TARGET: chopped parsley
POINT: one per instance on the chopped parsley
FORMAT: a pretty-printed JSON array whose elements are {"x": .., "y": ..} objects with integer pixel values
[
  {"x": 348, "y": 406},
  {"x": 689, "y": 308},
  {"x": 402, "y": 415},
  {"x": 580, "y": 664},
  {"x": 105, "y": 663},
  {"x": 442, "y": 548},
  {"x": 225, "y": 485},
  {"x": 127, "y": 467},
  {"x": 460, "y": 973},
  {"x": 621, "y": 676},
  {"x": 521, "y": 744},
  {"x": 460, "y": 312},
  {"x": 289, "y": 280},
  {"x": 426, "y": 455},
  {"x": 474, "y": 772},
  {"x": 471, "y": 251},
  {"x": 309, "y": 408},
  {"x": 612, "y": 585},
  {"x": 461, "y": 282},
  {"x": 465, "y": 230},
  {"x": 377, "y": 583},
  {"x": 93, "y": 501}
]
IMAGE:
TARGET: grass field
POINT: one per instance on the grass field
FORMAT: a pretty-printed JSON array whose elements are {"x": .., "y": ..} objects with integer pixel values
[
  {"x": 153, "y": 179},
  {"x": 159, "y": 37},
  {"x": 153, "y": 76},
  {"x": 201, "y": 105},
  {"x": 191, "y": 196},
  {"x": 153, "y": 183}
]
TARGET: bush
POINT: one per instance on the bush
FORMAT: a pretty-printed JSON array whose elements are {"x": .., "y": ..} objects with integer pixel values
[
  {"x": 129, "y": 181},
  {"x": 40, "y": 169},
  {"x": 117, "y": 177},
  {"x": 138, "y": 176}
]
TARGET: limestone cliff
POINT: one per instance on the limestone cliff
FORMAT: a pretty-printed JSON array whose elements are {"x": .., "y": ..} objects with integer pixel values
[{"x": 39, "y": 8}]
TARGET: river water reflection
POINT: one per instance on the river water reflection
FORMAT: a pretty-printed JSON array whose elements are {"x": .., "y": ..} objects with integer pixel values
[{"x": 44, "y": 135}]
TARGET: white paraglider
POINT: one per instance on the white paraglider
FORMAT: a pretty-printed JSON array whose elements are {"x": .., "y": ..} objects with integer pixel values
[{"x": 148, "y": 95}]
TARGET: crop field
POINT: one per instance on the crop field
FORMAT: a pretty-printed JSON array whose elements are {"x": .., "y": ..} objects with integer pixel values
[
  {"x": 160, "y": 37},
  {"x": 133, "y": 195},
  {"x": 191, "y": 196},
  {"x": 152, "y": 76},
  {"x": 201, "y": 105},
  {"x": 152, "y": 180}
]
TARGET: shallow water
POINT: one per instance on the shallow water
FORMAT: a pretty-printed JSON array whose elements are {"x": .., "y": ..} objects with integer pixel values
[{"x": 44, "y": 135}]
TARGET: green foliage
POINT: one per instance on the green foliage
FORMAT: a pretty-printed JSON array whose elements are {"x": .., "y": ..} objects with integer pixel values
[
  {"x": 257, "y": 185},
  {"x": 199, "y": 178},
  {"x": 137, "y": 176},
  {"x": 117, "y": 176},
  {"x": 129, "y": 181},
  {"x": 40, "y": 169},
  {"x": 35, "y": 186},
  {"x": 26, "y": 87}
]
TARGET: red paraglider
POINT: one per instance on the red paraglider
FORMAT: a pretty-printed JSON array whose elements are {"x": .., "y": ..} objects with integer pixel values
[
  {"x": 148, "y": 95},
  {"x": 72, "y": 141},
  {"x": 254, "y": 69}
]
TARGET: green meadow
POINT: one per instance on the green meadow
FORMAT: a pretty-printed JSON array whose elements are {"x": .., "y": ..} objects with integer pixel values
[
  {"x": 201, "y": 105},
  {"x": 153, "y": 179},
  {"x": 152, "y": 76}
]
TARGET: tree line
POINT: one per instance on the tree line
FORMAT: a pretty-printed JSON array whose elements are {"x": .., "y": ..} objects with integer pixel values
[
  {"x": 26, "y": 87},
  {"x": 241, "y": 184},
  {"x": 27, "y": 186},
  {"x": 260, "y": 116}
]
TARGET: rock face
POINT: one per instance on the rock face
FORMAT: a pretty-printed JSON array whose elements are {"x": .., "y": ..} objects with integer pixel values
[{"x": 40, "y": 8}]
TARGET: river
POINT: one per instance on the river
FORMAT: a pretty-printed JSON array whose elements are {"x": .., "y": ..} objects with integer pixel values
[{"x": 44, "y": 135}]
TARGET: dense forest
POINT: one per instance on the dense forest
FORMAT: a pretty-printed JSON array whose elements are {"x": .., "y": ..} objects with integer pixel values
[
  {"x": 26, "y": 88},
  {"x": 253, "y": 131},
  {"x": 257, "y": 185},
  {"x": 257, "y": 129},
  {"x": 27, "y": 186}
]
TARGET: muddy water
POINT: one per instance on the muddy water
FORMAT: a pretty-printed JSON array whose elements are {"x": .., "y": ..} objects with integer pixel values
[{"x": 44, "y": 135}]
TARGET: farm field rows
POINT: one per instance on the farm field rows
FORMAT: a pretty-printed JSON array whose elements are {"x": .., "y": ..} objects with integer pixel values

++++++++++++++++++++

WHAT THIS TASK INVOLVES
Copy each line of the data exactly, leaving nothing out.

REPLY
TARGET: chopped parsley
POINT: one per instance on the chopped parsley
FORMAT: a pretty-printed JSON array whose elements are {"x": .., "y": ..} objects with integer pixel values
[
  {"x": 348, "y": 406},
  {"x": 689, "y": 308},
  {"x": 402, "y": 415},
  {"x": 580, "y": 664},
  {"x": 105, "y": 663},
  {"x": 442, "y": 548},
  {"x": 225, "y": 485},
  {"x": 127, "y": 467},
  {"x": 460, "y": 973},
  {"x": 621, "y": 676},
  {"x": 521, "y": 744},
  {"x": 460, "y": 312},
  {"x": 289, "y": 280},
  {"x": 426, "y": 455},
  {"x": 474, "y": 772},
  {"x": 471, "y": 251},
  {"x": 309, "y": 408},
  {"x": 612, "y": 585},
  {"x": 461, "y": 282},
  {"x": 465, "y": 230},
  {"x": 377, "y": 583},
  {"x": 93, "y": 501}
]
IMAGE:
TARGET: grass field
POINT: one per instance on the grass field
FORMAT: a pretty-printed JSON array whose elements are {"x": .., "y": ..} objects with integer pixel values
[
  {"x": 153, "y": 179},
  {"x": 159, "y": 37},
  {"x": 153, "y": 76},
  {"x": 201, "y": 105},
  {"x": 191, "y": 196},
  {"x": 153, "y": 183}
]
TARGET: bush
POINT: one per instance on the bush
FORMAT: a pretty-printed JSON array whose elements are {"x": .., "y": ..} objects with integer pixel values
[
  {"x": 129, "y": 181},
  {"x": 40, "y": 169},
  {"x": 117, "y": 177},
  {"x": 138, "y": 176}
]
TARGET: limestone cliff
POINT: one per instance on the limestone cliff
FORMAT: a pretty-printed JSON array whose elements are {"x": .., "y": ..} objects with integer pixel values
[{"x": 39, "y": 8}]
TARGET: river water reflection
POINT: one per instance on the river water reflection
FORMAT: a pretty-printed JSON array whose elements are {"x": .., "y": ..} objects with integer pixel values
[{"x": 44, "y": 135}]
TARGET: white paraglider
POINT: one per instance on the white paraglider
FORMAT: a pretty-printed JSON array whose elements are {"x": .., "y": ..} objects with integer pixel values
[{"x": 148, "y": 95}]
TARGET: crop field
POINT: one per instance on the crop field
FORMAT: a pretty-printed JSON array whose elements are {"x": .., "y": ..} objects with integer pixel values
[
  {"x": 160, "y": 37},
  {"x": 133, "y": 195},
  {"x": 191, "y": 196},
  {"x": 152, "y": 76},
  {"x": 201, "y": 105},
  {"x": 152, "y": 180}
]
TARGET: shallow water
POINT: one per instance on the shallow water
FORMAT: a pretty-printed JSON array whose elements are {"x": .., "y": ..} objects with integer pixel values
[{"x": 44, "y": 135}]
TARGET: green foliage
POINT: one per instance on the green foliage
FORMAT: a pretty-printed JSON array whose elements are {"x": .., "y": ..} objects with integer pixel values
[
  {"x": 257, "y": 185},
  {"x": 199, "y": 178},
  {"x": 137, "y": 176},
  {"x": 117, "y": 176},
  {"x": 129, "y": 181},
  {"x": 40, "y": 169},
  {"x": 35, "y": 186},
  {"x": 26, "y": 87}
]
TARGET: red paraglider
POINT: one per instance on the red paraglider
FORMAT: a pretty-printed JSON array whose elements are {"x": .., "y": ..} objects with integer pixel values
[
  {"x": 148, "y": 95},
  {"x": 72, "y": 141},
  {"x": 254, "y": 69}
]
TARGET: green meadow
POINT: one per instance on the green meadow
FORMAT: a pretty-printed JSON array whose elements are {"x": .., "y": ..} objects with integer pixel values
[
  {"x": 201, "y": 105},
  {"x": 153, "y": 179},
  {"x": 152, "y": 76}
]
TARGET: tree line
POINT: one per instance on the tree line
FORMAT: a pretty-printed JSON array whose elements are {"x": .., "y": ..} objects with integer pixel values
[
  {"x": 26, "y": 87},
  {"x": 241, "y": 184},
  {"x": 27, "y": 186},
  {"x": 260, "y": 116}
]
TARGET: rock face
POINT: one per instance on the rock face
FORMAT: a pretty-printed JSON array whose elements are {"x": .., "y": ..} objects with integer pixel values
[{"x": 40, "y": 8}]
TARGET: river
POINT: one per instance on the river
FORMAT: a pretty-printed JSON array whose elements are {"x": .., "y": ..} objects with integer pixel values
[{"x": 44, "y": 135}]
TARGET: dense forest
POINT: one per instance on the dense forest
FORMAT: a pretty-printed JSON array whose elements are {"x": .., "y": ..} objects with integer pixel values
[
  {"x": 26, "y": 88},
  {"x": 253, "y": 131},
  {"x": 257, "y": 185},
  {"x": 257, "y": 129},
  {"x": 27, "y": 186}
]
TARGET: muddy water
POINT: one per instance on the muddy water
FORMAT: a pretty-printed JSON array whose elements are {"x": .., "y": ..} objects with integer pixel values
[{"x": 44, "y": 135}]
TARGET: farm field rows
POINT: one per instance on the farm field rows
FORMAT: a pretty-printed JSON array whose elements are {"x": .., "y": ..} objects with integer pixel values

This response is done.